▶

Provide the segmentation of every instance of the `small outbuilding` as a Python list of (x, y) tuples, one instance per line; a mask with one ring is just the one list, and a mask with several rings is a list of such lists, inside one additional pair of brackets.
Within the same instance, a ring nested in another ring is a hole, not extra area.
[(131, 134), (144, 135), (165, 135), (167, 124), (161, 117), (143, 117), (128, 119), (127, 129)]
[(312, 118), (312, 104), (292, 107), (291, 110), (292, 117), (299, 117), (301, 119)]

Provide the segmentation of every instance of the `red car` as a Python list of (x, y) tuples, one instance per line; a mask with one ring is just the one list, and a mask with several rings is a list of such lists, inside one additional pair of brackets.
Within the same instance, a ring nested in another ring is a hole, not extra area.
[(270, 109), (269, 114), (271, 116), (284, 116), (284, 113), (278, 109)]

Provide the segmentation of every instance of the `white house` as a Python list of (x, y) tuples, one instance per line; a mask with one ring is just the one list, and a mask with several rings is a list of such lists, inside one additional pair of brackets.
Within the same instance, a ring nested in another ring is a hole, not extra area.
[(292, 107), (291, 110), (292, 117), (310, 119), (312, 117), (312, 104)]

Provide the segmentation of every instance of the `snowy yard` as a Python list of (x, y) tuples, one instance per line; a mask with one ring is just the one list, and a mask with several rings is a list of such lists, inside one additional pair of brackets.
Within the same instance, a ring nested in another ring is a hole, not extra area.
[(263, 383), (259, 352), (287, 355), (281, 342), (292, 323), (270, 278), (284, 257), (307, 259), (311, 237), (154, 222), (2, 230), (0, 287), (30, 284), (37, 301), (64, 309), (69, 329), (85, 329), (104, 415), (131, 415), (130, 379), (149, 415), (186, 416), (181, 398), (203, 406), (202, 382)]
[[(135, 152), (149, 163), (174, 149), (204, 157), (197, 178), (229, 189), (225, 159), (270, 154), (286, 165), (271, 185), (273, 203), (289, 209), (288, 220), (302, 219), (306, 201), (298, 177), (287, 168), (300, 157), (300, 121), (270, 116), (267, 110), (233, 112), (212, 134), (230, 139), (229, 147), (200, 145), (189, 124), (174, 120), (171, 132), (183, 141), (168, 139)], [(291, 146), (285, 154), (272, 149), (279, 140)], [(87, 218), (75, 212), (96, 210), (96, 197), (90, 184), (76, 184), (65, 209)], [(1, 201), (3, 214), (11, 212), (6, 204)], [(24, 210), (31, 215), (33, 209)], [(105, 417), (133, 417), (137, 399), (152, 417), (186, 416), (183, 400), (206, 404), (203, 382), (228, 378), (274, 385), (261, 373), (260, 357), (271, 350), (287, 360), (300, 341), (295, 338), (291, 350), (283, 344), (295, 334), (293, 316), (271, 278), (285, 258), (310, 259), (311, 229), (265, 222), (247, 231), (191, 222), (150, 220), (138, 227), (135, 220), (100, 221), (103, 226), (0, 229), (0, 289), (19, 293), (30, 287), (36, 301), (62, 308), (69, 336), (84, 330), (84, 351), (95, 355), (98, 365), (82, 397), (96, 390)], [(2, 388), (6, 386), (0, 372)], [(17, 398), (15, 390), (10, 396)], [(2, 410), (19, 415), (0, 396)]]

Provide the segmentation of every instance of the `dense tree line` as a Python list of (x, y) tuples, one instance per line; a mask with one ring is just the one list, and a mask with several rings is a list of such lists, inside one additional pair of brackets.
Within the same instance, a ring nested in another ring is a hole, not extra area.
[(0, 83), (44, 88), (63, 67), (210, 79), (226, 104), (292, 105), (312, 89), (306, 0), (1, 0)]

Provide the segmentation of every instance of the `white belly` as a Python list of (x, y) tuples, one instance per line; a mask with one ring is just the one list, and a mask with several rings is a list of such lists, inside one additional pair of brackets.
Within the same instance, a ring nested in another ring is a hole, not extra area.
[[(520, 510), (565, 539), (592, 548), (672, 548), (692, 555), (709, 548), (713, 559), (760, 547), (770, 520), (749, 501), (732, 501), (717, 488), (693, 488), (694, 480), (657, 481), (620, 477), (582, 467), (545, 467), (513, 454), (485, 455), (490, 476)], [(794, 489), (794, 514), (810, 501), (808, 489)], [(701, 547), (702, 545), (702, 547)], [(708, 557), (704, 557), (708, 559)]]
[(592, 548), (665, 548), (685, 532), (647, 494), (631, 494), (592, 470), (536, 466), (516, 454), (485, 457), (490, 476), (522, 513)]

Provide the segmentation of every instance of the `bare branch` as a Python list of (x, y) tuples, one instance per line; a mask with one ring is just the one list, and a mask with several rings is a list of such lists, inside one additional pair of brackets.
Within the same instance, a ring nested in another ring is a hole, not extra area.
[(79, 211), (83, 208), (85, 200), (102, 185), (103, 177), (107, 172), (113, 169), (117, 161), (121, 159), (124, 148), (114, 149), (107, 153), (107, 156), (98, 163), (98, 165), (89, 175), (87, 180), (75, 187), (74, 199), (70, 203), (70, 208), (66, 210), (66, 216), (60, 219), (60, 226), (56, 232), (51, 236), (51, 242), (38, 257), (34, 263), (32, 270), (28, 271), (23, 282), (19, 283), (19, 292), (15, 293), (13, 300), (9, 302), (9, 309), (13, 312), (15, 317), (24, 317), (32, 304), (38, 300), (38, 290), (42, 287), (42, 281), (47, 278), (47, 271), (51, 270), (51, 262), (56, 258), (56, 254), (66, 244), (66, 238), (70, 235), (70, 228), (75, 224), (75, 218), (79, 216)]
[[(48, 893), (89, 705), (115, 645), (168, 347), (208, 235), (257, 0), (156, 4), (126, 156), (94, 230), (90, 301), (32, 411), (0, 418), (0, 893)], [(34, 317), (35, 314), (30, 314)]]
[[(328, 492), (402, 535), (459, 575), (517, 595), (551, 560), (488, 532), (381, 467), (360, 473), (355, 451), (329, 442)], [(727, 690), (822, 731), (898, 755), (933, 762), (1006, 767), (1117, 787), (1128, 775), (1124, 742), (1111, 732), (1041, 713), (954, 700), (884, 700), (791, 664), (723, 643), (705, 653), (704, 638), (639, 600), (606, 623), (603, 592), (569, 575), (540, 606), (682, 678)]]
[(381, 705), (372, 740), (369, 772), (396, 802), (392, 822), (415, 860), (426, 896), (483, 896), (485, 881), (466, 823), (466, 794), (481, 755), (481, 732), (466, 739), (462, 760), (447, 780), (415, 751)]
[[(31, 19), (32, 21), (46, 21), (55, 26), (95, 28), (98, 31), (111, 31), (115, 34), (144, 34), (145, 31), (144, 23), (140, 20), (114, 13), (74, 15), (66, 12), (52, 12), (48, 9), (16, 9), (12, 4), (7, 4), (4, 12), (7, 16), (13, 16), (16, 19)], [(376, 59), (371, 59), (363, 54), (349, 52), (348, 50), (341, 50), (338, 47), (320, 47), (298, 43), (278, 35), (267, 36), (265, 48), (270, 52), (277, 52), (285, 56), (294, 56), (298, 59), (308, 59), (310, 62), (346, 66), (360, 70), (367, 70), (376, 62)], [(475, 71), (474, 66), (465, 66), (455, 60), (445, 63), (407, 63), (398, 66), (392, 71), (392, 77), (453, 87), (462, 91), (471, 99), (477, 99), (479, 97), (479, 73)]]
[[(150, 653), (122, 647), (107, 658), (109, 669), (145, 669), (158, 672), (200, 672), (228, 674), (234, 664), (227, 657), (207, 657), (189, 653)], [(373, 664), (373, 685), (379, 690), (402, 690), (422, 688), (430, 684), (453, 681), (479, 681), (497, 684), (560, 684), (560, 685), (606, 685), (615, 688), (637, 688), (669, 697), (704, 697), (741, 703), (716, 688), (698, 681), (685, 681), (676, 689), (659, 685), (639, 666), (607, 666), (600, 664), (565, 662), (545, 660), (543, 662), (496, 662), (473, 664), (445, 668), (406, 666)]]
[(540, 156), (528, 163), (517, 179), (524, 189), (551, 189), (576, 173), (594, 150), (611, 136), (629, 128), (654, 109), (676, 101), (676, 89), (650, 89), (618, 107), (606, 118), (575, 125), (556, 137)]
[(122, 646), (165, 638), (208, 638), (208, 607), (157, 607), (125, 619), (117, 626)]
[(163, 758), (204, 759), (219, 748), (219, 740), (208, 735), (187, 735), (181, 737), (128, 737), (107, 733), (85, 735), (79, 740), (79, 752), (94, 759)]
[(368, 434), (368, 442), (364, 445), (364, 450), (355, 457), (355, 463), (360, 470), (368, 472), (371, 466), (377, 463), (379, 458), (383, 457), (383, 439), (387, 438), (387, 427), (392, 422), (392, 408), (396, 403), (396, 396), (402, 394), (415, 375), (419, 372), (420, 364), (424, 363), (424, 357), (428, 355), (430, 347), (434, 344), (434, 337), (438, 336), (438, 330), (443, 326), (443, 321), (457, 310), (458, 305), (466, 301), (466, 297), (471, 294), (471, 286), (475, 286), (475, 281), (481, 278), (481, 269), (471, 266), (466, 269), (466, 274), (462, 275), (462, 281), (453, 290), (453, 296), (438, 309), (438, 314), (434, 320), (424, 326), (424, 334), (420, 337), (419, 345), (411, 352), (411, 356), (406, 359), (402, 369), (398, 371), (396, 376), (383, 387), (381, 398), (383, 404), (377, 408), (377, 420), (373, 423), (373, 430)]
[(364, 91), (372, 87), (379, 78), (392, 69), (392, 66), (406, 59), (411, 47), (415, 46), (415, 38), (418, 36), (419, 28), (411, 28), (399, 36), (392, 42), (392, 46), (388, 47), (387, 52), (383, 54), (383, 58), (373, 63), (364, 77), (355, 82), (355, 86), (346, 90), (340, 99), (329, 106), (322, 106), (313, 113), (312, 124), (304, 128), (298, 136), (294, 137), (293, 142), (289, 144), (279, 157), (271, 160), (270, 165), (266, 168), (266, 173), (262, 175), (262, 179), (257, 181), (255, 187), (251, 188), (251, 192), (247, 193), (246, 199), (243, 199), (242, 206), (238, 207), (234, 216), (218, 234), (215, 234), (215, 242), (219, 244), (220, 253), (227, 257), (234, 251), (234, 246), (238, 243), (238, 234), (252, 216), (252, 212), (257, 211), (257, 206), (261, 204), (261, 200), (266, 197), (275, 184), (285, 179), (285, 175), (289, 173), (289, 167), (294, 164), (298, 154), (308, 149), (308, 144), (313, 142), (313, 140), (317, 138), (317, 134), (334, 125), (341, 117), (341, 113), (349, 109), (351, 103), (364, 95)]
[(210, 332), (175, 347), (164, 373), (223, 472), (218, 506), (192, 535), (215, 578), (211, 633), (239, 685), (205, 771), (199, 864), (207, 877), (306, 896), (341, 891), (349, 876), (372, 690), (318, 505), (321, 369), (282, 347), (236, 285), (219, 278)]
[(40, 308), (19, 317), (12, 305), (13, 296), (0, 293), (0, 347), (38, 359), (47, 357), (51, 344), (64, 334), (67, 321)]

◀

**Written task**. Give the data as a JSON list of strings, one string per line and no blank lines. Start at the first line and stop after the line that has "113), (278, 109)]".

**Exercise result**.
[
  "Provide the segmentation of every instance of the `small outbuilding` as a Python list of (x, y) tuples, one instance per line; a mask with one ring is just the one list, and a mask with several rings is a list of such lists, inside one additional pair of brackets.",
  "Within the same instance, a ring nested in another ring is a hole, not extra area.",
  "[(131, 134), (144, 135), (165, 135), (167, 124), (161, 117), (143, 117), (128, 119), (127, 129)]",
  "[(312, 118), (312, 104), (292, 107), (291, 110), (292, 117), (299, 117), (301, 119)]",
  "Provide the segmentation of every instance of the `red car` as a Python list of (x, y) tuples, one instance per line; a mask with one ring is just the one list, and a mask with several rings is a list of such lists, inside one additional pair of brackets.",
  "Within the same instance, a ring nested in another ring is a hole, not extra area.",
  "[(270, 109), (269, 114), (271, 116), (284, 116), (284, 113), (278, 109)]"
]